(Directive 1) Can you transcribe the part of the thread below that starts at the words "Remove extra blanks" and ends after the words "of auto variables."?

(Passage)
>> Start

Remove extra blanks

L

lovecreatesbea...

Thad said:
No, initializations of auto variables are performed on encountering the
declarations in the control flow. I don't have H&S to refer to. Maybe
they meant that an initialization of static variables would only occur
once, not each invocation.

Thad, thanks for the clarification of the usage of the initialization
of auto variables.
I wouldn't do that, but would instead clearly document the parameter
requirements and return value. I would also add more to make the
program a little easier to read and use my own brace rules:

while ((*d++ = *s) != '\0') {
while (*s++ == ' ' && *s == ' ') n++;
}
return n;
}

The explicit comparison with '\0' makes the intent clearer and
eliminates a warning from some compilers. The unneeded braces is my own
rule to use braces if the statement following a for, while, if, or else
is on a following line (otherwise I have forgotten that there is no
brace and added another indented line below the original -- oops!).

>> End

(Directive 2) Could you give the lines of the listing below as a numbered list, starting at the line that contains "drum, that would be most helpful." and stopping after the listing's last line, with blank lines skipped and the picture left out?

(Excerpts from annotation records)

>> Start

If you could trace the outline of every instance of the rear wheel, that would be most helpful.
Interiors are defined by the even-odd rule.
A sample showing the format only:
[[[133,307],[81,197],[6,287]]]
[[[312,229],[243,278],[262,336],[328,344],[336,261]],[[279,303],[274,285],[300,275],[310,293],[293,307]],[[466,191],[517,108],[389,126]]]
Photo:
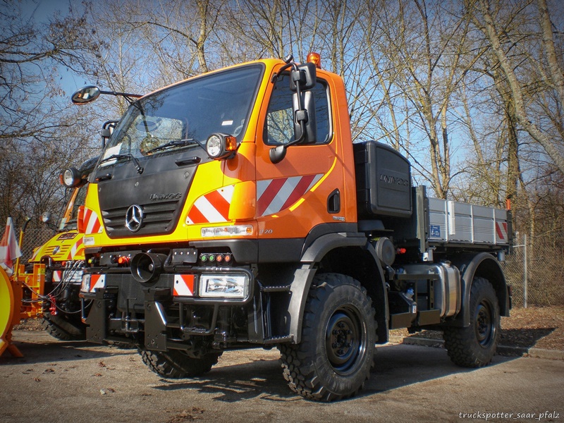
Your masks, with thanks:
[[[290,388],[318,401],[355,396],[374,364],[374,314],[358,281],[337,274],[316,276],[304,312],[301,343],[278,347]]]
[[[221,352],[209,352],[200,358],[189,357],[180,350],[139,350],[143,362],[153,372],[168,379],[197,377],[212,369]]]
[[[86,325],[80,320],[80,313],[51,314],[49,312],[45,312],[43,313],[42,326],[47,333],[59,341],[86,339]]]
[[[445,329],[445,348],[455,364],[463,367],[482,367],[491,362],[500,331],[499,304],[496,291],[487,279],[474,279],[470,312],[469,326]]]

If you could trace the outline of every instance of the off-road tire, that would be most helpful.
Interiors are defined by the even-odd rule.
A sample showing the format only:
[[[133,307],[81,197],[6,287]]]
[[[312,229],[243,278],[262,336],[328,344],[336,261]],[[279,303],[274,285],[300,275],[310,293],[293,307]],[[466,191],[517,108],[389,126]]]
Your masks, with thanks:
[[[143,362],[153,372],[167,379],[197,377],[217,364],[221,352],[210,352],[202,358],[188,357],[179,350],[153,351],[137,350]]]
[[[499,304],[494,287],[475,278],[470,290],[470,324],[445,328],[443,338],[450,360],[463,367],[482,367],[491,362],[500,333]]]
[[[84,341],[86,339],[86,325],[80,319],[80,314],[51,314],[43,313],[42,326],[47,333],[59,341]]]
[[[356,395],[374,366],[374,314],[357,281],[338,274],[317,275],[305,305],[301,342],[278,345],[290,388],[317,401]]]

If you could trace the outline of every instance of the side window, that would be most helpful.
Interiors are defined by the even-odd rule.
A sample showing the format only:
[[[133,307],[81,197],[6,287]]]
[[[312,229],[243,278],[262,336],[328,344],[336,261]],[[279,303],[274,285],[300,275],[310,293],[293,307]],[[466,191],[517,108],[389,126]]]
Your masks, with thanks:
[[[312,90],[315,97],[315,117],[317,125],[317,138],[315,144],[327,144],[331,141],[331,121],[329,116],[329,90],[326,84],[317,80]],[[284,75],[274,85],[272,96],[266,111],[263,140],[268,145],[287,144],[295,139],[294,119],[292,109],[292,94],[289,77]]]

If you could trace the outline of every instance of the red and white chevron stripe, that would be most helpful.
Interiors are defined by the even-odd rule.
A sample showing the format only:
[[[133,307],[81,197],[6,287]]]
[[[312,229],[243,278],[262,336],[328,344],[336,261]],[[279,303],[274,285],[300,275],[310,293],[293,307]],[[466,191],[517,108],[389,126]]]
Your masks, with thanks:
[[[98,233],[102,232],[102,223],[96,212],[88,207],[84,208],[85,233]]]
[[[193,297],[194,275],[174,275],[173,295],[175,297]]]
[[[93,293],[97,288],[104,288],[106,286],[106,275],[90,275],[90,292]]]
[[[289,207],[311,190],[322,176],[322,173],[319,173],[257,181],[257,214],[266,216]]]
[[[228,185],[208,192],[194,202],[186,217],[186,224],[226,222],[235,185]]]
[[[66,257],[66,259],[72,260],[79,254],[84,255],[84,244],[82,236],[78,237],[78,240],[68,250],[68,255]]]

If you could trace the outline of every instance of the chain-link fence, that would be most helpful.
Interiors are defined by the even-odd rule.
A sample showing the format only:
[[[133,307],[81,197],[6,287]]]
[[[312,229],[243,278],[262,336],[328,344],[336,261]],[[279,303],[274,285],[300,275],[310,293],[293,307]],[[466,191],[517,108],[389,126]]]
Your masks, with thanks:
[[[518,235],[503,264],[514,307],[564,305],[564,233]]]

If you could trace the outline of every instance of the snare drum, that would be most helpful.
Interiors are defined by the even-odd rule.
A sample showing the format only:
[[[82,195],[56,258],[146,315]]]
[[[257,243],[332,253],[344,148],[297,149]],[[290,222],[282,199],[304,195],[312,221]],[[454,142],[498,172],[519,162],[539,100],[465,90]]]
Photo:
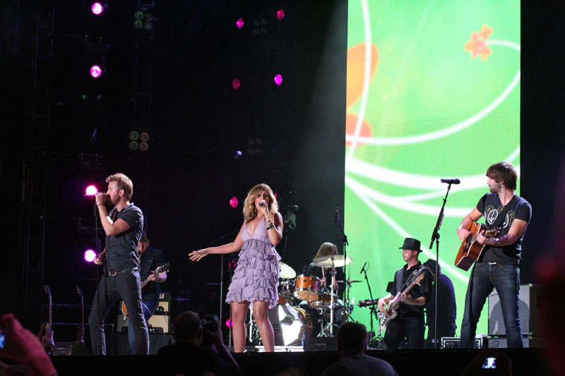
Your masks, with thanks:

>> End

(Full solution 1)
Remove extra blanks

L

lovecreatesbea...

Thad said:
No, initializations of auto variables are performed on encountering the
declarations in the control flow. I don't have H&S to refer to. Maybe
they meant that an initialization of static variables would only occur
once, not each invocation.

Thad, thanks for the clarification of the usage of the initialization
of auto variables.

(Full solution 2)
1. If you could trace the outline of every instance of the snare drum, that would be most helpful.
2. Interiors are defined by the even-odd rule.
3. A sample showing the format only:
4. [[[82,195],[56,258],[146,315]]]
5. [[[257,243],[332,253],[344,148],[297,149]],[[290,222],[282,199],[304,195],[312,221]],[[454,142],[498,172],[519,162],[539,100],[465,90]]]
6. Photo:
7. Your masks, with thanks:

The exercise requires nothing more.